▸ WHAT IS NEEDED:
Beginning with the line where "Target: fan pull chain" appears, repeat every remaining line of the entries exactly, the last line included.

▸ SUPPLIED DATA:
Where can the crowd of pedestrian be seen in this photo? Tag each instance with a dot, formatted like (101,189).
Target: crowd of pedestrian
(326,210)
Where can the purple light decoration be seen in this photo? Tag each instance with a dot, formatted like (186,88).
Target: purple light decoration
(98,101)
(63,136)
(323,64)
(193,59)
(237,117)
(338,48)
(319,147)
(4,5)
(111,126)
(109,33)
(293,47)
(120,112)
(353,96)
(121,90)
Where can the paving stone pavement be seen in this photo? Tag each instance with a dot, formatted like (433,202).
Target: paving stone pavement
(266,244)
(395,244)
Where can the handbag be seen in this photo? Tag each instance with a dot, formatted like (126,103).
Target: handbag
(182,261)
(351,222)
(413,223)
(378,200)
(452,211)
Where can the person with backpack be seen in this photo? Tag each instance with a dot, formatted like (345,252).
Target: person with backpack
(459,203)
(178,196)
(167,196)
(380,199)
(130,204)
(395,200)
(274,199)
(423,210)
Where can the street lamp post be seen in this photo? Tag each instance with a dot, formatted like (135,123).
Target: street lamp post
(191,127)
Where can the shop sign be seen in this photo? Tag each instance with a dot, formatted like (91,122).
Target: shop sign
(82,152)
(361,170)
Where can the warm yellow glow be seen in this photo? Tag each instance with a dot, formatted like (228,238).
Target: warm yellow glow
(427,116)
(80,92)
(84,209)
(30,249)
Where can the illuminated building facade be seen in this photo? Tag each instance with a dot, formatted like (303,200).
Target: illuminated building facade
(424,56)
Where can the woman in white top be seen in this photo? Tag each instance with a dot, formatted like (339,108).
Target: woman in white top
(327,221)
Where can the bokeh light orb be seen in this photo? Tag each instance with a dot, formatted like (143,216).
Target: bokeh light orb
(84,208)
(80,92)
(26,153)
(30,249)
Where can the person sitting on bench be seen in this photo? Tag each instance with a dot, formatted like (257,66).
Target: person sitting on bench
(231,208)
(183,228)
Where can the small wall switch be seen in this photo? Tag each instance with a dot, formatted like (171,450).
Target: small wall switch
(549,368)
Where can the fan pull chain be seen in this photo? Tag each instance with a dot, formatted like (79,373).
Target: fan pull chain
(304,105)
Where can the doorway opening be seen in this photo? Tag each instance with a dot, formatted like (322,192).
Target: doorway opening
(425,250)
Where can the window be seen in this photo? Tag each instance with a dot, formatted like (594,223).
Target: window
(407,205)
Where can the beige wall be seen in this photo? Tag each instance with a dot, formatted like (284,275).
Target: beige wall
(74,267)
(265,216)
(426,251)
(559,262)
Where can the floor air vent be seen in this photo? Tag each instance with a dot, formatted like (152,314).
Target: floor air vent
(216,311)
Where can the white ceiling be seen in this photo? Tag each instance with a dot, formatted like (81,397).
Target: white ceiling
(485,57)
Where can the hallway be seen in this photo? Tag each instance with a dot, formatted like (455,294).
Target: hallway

▸ RESPONSE TO THE TASK:
Target: fan pull chain
(304,105)
Where can the doorway opening be seen in this photo? Tag each instance with a dot, formatted like (322,192).
Target: doorway opening
(425,250)
Where can the window be seen in this photo? Tag each instance with a dot, formatted like (594,223).
Target: window
(407,205)
Where can the beige wall be seen in this photo? Tag each instance with a dot, formatted like (284,275).
Target: beige wall
(74,267)
(265,216)
(426,251)
(559,262)
Where can the floor air vent be seen in this photo? Tag each instance with a dot, formatted like (152,314).
Target: floor air vent
(216,311)
Where can the white ceiling be seen in this photo? Tag each instance with a dot, formatted like (81,397).
Target: white ceiling
(485,57)
Where can the hallway be seen in this photo? Tag each instance with a dot, formatted like (455,294).
Target: hallway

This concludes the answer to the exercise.